Exercise goal
Below are entries; tally how many lines hold the string "segment" and answer with only that figure.

Dataset records
-- Opening Marker --

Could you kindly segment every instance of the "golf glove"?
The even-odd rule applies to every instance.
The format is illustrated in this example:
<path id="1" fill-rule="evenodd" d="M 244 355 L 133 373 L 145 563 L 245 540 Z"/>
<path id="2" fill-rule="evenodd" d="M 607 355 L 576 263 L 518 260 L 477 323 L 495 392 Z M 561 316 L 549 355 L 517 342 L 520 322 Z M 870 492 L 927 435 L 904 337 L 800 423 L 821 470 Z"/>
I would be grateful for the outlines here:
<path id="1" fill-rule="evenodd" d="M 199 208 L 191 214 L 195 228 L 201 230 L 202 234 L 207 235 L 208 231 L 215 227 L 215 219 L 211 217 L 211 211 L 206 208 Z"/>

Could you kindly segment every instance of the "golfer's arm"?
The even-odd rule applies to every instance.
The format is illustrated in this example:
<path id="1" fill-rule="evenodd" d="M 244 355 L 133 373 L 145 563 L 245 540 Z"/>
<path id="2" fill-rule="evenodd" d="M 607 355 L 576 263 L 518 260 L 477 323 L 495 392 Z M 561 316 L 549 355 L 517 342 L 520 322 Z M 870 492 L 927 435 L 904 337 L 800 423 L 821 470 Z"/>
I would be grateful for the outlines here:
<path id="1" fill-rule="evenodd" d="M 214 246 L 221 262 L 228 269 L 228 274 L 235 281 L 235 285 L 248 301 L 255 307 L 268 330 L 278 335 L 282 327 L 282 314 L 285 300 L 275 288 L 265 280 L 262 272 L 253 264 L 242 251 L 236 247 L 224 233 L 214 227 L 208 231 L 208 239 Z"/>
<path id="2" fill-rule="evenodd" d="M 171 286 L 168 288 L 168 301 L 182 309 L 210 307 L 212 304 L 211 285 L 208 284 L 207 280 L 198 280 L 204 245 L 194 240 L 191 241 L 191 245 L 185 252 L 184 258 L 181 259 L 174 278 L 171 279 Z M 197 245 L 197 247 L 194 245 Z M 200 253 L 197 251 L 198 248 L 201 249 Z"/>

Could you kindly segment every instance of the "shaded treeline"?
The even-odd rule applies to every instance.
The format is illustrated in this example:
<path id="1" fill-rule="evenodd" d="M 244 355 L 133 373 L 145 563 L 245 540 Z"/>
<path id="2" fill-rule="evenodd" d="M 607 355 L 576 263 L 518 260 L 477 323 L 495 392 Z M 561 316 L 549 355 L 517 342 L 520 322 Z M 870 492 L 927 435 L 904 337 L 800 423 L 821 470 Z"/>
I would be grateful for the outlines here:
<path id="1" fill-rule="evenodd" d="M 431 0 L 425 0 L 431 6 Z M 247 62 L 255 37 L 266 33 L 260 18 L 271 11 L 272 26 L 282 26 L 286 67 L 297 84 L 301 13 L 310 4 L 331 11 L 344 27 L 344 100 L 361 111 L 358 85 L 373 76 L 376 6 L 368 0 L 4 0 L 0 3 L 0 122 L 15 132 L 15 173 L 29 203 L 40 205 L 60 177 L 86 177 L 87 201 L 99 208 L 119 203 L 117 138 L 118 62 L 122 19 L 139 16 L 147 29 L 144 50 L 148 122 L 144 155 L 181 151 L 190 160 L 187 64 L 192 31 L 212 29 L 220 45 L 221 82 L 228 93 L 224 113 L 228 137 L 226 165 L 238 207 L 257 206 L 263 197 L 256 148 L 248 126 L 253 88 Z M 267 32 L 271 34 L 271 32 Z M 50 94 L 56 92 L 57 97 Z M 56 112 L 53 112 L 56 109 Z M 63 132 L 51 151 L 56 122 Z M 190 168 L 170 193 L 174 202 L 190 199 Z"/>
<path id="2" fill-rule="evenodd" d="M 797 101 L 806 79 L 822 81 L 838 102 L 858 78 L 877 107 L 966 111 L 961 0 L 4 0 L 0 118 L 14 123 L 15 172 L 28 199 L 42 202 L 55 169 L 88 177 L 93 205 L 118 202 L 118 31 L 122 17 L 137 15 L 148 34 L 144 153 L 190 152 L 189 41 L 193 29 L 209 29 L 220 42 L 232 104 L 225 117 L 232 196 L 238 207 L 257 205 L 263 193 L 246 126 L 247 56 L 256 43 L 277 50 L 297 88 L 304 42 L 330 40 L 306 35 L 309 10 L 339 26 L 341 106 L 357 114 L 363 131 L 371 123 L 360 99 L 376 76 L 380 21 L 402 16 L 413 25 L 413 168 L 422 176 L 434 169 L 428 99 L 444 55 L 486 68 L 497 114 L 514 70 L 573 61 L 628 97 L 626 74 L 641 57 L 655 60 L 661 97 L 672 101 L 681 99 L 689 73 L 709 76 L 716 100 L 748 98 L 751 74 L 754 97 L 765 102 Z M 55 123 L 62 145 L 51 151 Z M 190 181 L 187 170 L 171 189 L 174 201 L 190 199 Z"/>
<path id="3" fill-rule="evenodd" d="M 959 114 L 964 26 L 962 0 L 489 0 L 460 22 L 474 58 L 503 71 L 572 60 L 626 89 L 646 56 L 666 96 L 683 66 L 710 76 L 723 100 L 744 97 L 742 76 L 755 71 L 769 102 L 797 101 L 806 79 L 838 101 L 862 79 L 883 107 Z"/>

-- Closing Marker --

Result
3